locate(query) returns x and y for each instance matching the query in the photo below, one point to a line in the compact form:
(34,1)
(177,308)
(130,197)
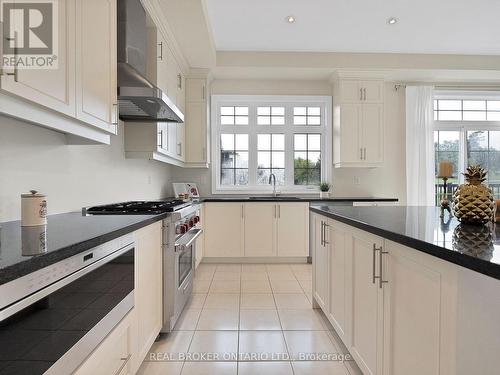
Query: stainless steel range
(181,228)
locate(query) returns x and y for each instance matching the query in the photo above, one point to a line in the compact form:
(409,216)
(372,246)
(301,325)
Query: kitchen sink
(268,198)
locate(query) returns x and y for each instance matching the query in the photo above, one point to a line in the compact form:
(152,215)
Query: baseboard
(276,260)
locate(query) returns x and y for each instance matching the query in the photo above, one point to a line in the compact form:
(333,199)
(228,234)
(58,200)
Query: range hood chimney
(138,99)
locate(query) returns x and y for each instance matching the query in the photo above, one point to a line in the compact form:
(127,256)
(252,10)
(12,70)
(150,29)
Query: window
(256,136)
(467,131)
(307,159)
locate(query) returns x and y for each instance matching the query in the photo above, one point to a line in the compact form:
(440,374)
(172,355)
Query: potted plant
(324,189)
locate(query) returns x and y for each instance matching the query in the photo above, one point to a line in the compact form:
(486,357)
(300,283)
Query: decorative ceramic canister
(34,240)
(33,209)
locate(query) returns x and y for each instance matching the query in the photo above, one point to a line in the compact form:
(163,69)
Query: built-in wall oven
(53,318)
(181,230)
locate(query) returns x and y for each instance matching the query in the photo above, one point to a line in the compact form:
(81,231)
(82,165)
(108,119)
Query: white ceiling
(424,26)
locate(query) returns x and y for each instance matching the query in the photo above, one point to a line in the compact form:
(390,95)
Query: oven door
(56,328)
(185,254)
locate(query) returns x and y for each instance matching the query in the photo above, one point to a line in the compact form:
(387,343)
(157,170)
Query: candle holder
(445,203)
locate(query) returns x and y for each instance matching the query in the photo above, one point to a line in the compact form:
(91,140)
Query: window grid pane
(234,159)
(307,159)
(466,110)
(270,158)
(307,116)
(234,115)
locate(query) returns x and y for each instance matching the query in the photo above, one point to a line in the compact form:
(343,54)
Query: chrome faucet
(273,178)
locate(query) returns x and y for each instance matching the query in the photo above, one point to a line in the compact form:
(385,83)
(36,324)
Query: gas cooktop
(137,207)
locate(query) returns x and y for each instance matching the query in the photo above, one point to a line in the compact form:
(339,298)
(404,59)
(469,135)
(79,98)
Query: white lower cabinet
(256,229)
(260,229)
(115,355)
(393,307)
(148,285)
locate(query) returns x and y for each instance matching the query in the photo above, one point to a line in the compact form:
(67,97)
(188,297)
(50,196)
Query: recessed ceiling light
(392,20)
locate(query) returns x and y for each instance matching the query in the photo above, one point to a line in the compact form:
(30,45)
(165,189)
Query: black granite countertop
(287,198)
(66,235)
(470,246)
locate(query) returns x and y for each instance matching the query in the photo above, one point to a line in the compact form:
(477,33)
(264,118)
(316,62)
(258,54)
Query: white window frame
(254,101)
(464,126)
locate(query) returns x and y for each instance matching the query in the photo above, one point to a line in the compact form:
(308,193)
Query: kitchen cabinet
(262,229)
(320,256)
(366,336)
(260,224)
(419,313)
(96,82)
(292,229)
(77,98)
(148,286)
(390,305)
(358,123)
(51,88)
(196,121)
(223,230)
(339,256)
(116,353)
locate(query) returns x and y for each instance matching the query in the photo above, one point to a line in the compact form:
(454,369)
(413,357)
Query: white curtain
(419,146)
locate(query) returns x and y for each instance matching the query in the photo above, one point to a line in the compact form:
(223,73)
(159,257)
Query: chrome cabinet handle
(161,51)
(160,139)
(179,81)
(125,361)
(16,70)
(381,280)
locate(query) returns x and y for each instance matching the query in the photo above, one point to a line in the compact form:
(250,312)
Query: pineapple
(473,202)
(474,240)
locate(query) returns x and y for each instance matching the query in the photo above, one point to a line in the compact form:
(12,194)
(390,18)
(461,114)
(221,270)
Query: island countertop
(66,235)
(474,247)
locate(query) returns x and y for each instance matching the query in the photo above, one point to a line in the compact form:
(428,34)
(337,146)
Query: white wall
(72,176)
(387,181)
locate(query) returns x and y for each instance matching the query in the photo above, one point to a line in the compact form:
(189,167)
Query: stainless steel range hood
(138,99)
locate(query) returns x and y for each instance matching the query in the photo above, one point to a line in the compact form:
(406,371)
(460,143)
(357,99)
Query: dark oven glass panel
(185,263)
(33,339)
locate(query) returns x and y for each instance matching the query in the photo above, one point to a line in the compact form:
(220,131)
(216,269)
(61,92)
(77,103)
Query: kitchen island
(407,292)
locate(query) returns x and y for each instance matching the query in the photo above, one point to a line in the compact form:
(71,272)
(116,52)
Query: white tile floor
(249,319)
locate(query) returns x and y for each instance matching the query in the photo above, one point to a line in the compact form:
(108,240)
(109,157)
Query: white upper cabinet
(78,97)
(197,124)
(358,123)
(96,101)
(51,88)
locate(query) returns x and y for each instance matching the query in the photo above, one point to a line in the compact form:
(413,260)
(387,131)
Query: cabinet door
(373,132)
(163,63)
(148,285)
(195,90)
(196,132)
(260,221)
(366,303)
(419,313)
(179,138)
(223,229)
(350,91)
(350,133)
(96,101)
(373,91)
(293,229)
(320,264)
(340,241)
(51,88)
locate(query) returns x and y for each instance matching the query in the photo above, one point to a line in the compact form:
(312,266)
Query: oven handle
(188,239)
(44,292)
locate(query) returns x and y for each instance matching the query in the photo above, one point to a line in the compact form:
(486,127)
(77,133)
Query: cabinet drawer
(113,355)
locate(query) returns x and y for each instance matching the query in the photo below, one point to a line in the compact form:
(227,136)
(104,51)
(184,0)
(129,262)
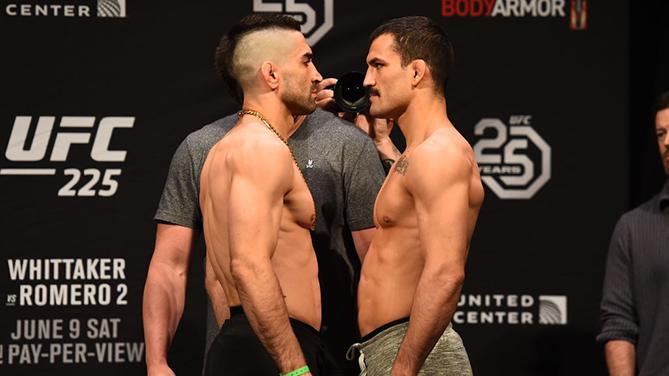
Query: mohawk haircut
(225,50)
(418,37)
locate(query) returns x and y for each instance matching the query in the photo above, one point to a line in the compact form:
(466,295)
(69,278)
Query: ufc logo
(18,151)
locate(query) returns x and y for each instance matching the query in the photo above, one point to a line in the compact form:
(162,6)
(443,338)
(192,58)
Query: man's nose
(317,77)
(368,81)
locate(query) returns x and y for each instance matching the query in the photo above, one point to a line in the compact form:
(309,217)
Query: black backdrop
(563,112)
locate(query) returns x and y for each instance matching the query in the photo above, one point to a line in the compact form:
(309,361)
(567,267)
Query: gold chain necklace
(271,128)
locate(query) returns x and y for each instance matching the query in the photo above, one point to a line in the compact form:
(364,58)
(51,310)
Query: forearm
(263,302)
(620,357)
(434,304)
(163,304)
(216,294)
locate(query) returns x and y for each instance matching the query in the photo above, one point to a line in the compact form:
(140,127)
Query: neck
(424,115)
(275,113)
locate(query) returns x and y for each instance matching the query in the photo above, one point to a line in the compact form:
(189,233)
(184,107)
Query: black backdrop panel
(93,108)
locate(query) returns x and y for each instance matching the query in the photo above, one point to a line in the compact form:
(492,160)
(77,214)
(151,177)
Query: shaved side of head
(266,45)
(257,47)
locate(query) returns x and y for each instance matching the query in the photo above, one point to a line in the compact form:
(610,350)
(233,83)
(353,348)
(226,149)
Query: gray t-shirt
(344,174)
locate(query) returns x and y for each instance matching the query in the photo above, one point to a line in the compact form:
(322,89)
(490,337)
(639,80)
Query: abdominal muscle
(389,278)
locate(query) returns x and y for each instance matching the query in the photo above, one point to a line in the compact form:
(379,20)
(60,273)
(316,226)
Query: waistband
(239,311)
(383,327)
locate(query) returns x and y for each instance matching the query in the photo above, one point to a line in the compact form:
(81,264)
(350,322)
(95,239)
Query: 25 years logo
(312,29)
(515,162)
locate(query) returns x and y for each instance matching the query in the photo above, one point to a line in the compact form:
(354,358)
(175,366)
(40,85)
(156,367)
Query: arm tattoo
(387,165)
(402,165)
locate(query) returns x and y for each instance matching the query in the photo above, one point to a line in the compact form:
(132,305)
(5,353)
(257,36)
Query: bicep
(173,247)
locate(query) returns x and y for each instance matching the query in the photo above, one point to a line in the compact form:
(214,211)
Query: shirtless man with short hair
(257,209)
(425,212)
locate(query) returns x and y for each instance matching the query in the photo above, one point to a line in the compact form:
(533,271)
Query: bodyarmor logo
(26,147)
(553,309)
(312,29)
(506,172)
(111,8)
(578,17)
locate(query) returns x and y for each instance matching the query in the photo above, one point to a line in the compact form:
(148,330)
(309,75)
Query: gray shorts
(377,354)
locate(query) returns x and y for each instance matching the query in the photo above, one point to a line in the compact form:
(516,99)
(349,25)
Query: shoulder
(445,152)
(255,146)
(206,137)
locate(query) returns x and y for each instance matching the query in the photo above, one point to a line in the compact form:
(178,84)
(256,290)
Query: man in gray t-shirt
(343,172)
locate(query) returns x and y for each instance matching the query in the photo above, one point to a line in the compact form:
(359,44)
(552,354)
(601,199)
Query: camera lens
(350,93)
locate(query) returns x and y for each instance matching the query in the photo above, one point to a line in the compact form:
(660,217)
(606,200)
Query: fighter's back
(430,200)
(249,185)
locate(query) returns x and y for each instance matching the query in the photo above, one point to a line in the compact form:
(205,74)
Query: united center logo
(511,309)
(84,9)
(515,162)
(553,309)
(111,8)
(313,27)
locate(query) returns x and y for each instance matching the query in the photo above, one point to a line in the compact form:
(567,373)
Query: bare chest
(394,204)
(299,204)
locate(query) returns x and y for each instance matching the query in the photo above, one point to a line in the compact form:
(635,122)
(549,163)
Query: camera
(350,94)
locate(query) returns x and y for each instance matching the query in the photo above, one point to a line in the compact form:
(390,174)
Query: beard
(299,101)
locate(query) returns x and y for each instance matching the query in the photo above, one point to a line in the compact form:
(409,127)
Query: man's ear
(270,74)
(418,71)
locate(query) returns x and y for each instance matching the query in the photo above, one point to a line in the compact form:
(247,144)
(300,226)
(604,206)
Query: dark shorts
(237,350)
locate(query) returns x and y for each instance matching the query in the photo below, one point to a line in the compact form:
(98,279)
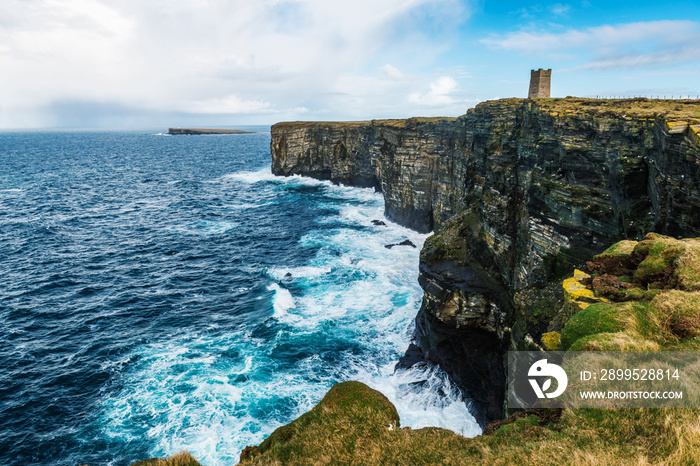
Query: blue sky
(97,63)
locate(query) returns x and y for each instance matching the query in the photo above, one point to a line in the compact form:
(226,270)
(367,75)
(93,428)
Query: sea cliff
(518,192)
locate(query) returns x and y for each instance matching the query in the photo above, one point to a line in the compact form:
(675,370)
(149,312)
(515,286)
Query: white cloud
(439,93)
(392,72)
(624,45)
(229,104)
(233,56)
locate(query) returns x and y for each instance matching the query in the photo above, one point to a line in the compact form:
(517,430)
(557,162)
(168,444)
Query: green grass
(639,107)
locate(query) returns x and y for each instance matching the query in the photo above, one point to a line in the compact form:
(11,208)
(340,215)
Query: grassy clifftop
(639,296)
(637,107)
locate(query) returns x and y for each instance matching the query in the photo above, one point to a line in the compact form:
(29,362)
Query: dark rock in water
(406,242)
(414,356)
(518,195)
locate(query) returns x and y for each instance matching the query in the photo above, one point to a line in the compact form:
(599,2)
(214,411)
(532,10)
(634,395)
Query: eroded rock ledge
(518,192)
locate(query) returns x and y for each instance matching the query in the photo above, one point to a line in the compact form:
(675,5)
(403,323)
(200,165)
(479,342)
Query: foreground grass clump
(357,425)
(181,459)
(652,298)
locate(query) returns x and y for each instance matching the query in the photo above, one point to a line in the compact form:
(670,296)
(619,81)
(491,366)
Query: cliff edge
(519,192)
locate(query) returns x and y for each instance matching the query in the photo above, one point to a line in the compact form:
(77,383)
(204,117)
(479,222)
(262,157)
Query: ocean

□ □ □ □ □

How many lines in the entries above contain the string "window", matching case? Reply with the number alone.

_Task output_.
3